═══ Records for processing ═══

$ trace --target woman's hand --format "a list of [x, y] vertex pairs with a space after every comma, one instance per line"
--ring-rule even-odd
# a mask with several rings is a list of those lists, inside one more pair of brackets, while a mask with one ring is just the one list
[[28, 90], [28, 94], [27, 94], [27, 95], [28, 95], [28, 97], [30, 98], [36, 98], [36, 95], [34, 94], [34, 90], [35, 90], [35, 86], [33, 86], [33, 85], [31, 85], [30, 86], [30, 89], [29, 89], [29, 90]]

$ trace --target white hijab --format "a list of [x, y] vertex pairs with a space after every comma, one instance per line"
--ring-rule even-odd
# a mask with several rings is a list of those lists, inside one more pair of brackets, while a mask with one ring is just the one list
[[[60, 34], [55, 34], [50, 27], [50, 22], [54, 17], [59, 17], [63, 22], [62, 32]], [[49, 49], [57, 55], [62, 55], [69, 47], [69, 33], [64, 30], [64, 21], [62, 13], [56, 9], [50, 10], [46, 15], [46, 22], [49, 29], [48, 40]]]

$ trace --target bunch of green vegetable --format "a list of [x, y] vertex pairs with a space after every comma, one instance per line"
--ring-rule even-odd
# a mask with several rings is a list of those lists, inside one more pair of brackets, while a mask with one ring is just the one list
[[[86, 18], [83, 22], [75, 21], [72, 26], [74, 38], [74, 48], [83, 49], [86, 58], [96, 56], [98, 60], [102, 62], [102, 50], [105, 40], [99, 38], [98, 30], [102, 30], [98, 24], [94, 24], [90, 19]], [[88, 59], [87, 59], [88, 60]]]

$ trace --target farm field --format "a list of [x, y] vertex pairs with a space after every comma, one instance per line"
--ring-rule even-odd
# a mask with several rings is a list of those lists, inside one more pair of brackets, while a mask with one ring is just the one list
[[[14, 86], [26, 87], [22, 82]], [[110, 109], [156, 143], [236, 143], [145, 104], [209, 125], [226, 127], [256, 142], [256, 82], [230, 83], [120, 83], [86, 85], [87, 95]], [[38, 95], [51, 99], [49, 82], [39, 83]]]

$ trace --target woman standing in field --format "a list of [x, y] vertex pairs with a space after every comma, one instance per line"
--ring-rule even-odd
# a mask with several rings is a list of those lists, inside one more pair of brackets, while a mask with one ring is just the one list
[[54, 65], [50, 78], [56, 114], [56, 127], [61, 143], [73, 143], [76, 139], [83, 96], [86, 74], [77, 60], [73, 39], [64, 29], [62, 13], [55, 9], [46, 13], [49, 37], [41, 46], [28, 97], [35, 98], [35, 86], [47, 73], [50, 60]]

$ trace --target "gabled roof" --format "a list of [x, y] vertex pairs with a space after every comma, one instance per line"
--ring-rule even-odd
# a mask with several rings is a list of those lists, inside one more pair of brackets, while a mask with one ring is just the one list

═══
═══ Records for processing ═══

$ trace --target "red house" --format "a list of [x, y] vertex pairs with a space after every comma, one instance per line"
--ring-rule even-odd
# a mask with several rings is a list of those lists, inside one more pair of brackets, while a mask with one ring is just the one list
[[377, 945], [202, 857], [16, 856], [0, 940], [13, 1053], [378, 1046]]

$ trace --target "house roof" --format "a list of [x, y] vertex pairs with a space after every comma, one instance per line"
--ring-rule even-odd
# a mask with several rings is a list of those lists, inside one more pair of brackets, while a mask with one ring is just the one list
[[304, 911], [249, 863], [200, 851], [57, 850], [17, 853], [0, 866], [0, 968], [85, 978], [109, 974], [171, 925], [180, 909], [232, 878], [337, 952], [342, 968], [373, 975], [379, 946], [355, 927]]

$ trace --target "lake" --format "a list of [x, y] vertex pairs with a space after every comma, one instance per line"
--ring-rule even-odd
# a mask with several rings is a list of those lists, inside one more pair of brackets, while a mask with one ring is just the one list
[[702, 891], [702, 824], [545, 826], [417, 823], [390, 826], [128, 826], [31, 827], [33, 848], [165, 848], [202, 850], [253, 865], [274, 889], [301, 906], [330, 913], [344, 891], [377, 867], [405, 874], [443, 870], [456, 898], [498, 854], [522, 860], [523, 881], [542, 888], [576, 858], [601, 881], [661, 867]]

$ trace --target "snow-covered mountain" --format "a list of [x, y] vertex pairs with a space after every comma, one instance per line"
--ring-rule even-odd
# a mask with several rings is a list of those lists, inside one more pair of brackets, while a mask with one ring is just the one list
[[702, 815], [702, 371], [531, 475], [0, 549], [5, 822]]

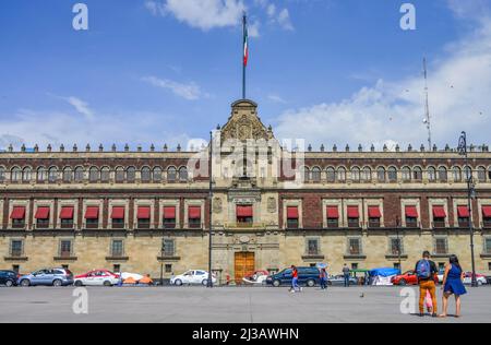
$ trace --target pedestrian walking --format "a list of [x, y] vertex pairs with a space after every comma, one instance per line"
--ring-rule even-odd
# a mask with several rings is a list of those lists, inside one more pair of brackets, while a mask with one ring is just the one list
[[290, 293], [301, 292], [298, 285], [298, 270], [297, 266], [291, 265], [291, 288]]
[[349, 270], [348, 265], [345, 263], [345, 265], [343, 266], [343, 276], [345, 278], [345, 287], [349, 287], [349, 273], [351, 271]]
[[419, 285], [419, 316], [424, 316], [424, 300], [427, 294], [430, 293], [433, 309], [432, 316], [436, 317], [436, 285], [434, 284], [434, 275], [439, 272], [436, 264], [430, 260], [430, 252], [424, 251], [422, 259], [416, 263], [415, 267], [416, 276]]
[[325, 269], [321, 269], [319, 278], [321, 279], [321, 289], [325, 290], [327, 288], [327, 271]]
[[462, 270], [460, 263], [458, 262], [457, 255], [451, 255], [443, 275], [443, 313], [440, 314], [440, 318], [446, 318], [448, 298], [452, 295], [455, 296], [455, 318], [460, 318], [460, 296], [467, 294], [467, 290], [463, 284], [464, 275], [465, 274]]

═══

Exercise prompt = Extract every line of the items above that contains the word "roof". Case counts, so treat uppercase and lowercase letters as different.

Answer for this exercise =
$ trace --target "gabled roof" --format "a list of [x, y] vertex pairs with a space after every comma, one instance per line"
$ trace --target "house roof" --format "a list of [x, y] vertex pairs with a space after every comma, one instance per line"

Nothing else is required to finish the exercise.